BRIEF: Please render the lines of the items below as a JSON list of strings, one string per line with blank lines left out, covering only the part that opens with the line containing "The user has requested that the grassy" and closes with the line containing "[61,104,67,194]", both included.
═════ SUPPLIED RECORDS ═════
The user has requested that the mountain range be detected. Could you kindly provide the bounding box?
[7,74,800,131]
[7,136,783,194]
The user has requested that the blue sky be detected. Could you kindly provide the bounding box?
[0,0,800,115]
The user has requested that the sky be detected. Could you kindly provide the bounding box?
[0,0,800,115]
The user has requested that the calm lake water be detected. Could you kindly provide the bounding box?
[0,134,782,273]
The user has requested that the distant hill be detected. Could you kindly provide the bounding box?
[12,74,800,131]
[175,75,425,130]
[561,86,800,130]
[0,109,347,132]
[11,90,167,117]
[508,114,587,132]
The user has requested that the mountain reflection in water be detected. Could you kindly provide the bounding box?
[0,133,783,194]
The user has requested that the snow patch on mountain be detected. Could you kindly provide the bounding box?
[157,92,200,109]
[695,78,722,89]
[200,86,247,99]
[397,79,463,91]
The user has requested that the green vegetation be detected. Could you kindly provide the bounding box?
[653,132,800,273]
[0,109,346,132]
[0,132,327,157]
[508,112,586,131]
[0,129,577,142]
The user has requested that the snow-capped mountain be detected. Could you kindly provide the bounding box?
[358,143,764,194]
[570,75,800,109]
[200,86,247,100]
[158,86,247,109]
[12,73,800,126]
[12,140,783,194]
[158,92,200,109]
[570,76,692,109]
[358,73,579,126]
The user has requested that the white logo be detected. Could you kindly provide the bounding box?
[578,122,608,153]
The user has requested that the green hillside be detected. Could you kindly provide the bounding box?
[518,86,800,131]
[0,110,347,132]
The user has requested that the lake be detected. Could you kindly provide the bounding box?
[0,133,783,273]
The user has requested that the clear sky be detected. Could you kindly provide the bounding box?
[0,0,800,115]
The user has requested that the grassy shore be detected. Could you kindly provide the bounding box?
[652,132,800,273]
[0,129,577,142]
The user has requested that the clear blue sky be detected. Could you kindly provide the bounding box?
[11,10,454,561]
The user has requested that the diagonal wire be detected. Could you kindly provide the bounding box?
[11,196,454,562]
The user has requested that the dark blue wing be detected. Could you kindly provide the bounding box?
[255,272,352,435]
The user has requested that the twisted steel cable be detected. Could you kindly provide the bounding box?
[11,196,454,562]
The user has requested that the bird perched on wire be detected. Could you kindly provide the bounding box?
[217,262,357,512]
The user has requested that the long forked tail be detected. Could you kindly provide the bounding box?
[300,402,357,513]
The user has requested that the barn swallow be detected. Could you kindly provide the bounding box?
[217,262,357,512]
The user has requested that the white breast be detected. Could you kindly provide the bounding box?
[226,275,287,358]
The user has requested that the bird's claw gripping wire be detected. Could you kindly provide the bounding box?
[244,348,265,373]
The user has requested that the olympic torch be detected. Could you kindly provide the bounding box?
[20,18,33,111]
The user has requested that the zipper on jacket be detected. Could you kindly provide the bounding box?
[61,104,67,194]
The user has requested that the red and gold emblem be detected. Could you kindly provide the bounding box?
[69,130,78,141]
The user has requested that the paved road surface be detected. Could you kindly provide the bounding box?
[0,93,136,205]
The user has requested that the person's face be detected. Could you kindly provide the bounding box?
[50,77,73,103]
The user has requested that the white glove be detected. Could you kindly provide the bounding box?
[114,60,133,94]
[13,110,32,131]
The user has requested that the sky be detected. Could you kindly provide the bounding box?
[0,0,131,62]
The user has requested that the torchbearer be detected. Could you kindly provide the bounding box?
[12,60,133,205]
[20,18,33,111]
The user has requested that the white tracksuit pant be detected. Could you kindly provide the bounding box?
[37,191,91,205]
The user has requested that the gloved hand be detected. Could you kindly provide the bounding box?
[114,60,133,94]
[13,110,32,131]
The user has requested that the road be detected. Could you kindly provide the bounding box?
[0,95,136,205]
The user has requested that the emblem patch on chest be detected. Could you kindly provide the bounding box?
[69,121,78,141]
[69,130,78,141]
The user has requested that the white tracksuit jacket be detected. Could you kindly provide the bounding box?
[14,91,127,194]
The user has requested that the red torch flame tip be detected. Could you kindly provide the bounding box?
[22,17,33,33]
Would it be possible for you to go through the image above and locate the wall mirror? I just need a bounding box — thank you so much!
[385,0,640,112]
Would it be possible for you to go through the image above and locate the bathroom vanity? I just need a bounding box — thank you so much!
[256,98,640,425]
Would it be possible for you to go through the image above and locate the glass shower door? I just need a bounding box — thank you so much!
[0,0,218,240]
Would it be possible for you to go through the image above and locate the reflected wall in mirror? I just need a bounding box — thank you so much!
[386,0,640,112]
═════
ANSWER:
[
  "The user has requested that the grassy shore be detected. Could you kindly provide the bounding box?",
  "[652,132,800,273]",
  "[0,129,577,142]",
  "The user has requested that the clear blue sky be detected. Could you kindly provide the bounding box?",
  "[11,10,454,561]",
  "The user has requested that the diagonal wire be detected. Could you kindly provide the bounding box?",
  "[11,196,454,562]",
  "The user has requested that the dark blue wing be detected. Could you kindly provide the bounding box?",
  "[255,272,352,435]",
  "The user has requested that the twisted steel cable be detected. Could you kindly provide the bounding box?",
  "[11,196,454,562]",
  "The user has requested that the bird perched on wire be detected. Could you kindly provide the bounding box?",
  "[217,262,357,512]",
  "The user has requested that the long forked tail be detected. Could you kindly provide the bounding box?",
  "[300,402,357,513]",
  "The user has requested that the barn swallow be detected. Could you kindly provide the bounding box?",
  "[217,262,357,512]",
  "The user has requested that the white breast be detected. Could you kindly provide the bounding box?",
  "[226,275,287,358]",
  "The user has requested that the bird's claw gripping wire be detected. Could you kindly provide the bounding box?",
  "[244,348,265,373]",
  "The user has requested that the olympic torch be detected. Could you kindly provide the bounding box?",
  "[20,18,33,111]",
  "The user has requested that the zipper on jacket be detected. Could you kindly provide the bounding box?",
  "[61,104,67,194]"
]